→ TASK REQUIREMENTS
Present every line of the records below as a Markdown table with two columns, Row and Line. Number the rows and leave out blank lines.

(Rows from an object pointing dataset)
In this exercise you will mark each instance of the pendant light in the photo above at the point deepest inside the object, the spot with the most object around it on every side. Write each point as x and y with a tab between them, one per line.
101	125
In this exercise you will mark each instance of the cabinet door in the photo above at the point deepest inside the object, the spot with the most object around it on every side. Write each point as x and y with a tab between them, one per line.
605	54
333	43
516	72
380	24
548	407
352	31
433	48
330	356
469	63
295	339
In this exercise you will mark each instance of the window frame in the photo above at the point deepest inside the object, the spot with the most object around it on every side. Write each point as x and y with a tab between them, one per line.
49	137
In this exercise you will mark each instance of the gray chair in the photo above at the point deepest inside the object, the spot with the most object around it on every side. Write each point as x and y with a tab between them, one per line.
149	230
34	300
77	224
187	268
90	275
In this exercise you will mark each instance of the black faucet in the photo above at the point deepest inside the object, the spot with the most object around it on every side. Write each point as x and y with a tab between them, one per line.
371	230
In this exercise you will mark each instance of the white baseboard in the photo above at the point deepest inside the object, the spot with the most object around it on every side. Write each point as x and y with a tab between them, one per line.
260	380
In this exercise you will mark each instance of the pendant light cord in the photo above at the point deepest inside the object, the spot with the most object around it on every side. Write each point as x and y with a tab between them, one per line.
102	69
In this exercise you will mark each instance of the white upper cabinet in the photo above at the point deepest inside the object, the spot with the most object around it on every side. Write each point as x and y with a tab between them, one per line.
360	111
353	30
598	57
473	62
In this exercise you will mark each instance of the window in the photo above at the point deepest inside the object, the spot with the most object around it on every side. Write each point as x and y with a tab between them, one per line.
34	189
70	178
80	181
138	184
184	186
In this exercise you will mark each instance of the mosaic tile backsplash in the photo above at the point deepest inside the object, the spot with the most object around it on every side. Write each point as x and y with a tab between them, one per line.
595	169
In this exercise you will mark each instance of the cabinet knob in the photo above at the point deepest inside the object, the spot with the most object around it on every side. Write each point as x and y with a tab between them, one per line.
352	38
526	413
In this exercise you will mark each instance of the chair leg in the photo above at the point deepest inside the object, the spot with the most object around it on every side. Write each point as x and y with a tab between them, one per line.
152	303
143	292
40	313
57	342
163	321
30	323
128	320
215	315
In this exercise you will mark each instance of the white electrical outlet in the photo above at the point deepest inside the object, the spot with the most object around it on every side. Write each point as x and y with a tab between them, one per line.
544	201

→ ANSWER FOR THIS EXERCISE
| Row | Line |
|---|---|
| 1 | In this exercise you will mark each instance of the pendant light in the photo above at the point deepest inside the object, the spot with the most object around it on every side. Write each point as x and y with a tab between them, one per line. |
| 2 | 101	125 |
| 3 | In this exercise you will mark each instance of the cabinet door in the photo above at the point deepest inside the object, the spot with the most object around it on every side. Write each point as x and y with a tab between them, one per line. |
| 4 | 605	54 |
| 5 | 333	43 |
| 6 | 516	72 |
| 7 | 380	24 |
| 8 | 548	407 |
| 9 | 352	31 |
| 10 | 433	48 |
| 11 | 330	356 |
| 12 | 469	63 |
| 13 | 295	339 |
| 14 | In this exercise you will mark each instance of the window frame in the photo above at the point deepest inside the object, the spot with the most object around it on every side. Write each point as x and y with a tab between them, one per line. |
| 15 | 49	137 |
| 16 | In this exercise you will mark each instance of the gray chair in the photo above at the point deepest inside the object, the spot with the most object around it on every side. Write each point as x and y with a tab between them, one per line. |
| 17 | 149	230 |
| 18 | 34	300 |
| 19 | 77	224 |
| 20 | 187	268 |
| 21 | 90	275 |
| 22 | In this exercise you will mark each instance of the black faucet in the photo above at the point deepest inside the object, the spot with the most object around it on every side. Write each point as x and y with a tab between them, one per line. |
| 23 | 371	230 |
| 24 | In this exercise you will mark each instance of the white baseboard in the photo above at the point deepest inside the object, the spot with the most object around it on every side. Write each point as x and y with a tab between them, one per line. |
| 25 | 260	380 |
| 26 | In this exercise you will mark each instance of the pendant light cord in the photo above at the point deepest inside the object, the spot with the most object around it on every side. Write each point as x and y with a tab between them, one per line. |
| 27 | 102	69 |
| 28 | In this exercise you will mark each instance of the white upper cabinet in the photo above at the point deepest inside the object, the spot with the most object around it on every side. Write each point as x and y with a tab between them, one per line. |
| 29 | 360	111 |
| 30 | 353	30 |
| 31 | 598	57 |
| 32 | 473	62 |
| 33 | In this exercise you will mark each instance of the window in the photo above at the point deepest inside the object, the spot with the most object around it on every side. Write each point as x and y with a tab between them, one per line. |
| 34 | 34	189 |
| 35 | 70	178 |
| 36 | 80	181 |
| 37 | 138	184 |
| 38 | 184	186 |
| 39 | In this exercise you will mark each instance of the mosaic tile backsplash in the photo above at the point deepest inside the object, the spot with the most object around it on every side. Write each point as x and y with a tab between them, one per line. |
| 40 | 595	169 |
| 41 | In this exercise you will mark each instance of the cabinet knob in the photo above at the point deepest inside the object, the spot with the most object around it on every side. Write each point as x and y with a tab between them, one per line. |
| 42 | 352	38 |
| 43 | 526	413 |
| 44 | In this exercise you will mark each instance of the chair leg in the photo above at the point deepest inside the object, the spot with the most object around it on every side. Write each point as x and y with a tab between them, one per line. |
| 45 | 152	303 |
| 46 | 143	292 |
| 47 | 40	313 |
| 48 | 57	342 |
| 49 | 163	321 |
| 50 | 30	323 |
| 51 | 128	320 |
| 52 | 215	315 |
| 53 | In this exercise you will mark each instance of the white electrical outlet in the photo above at the point deepest inside the object, the spot with the most object around it on every side. Write each point as x and y with a tab between them, one per line. |
| 54 | 544	201 |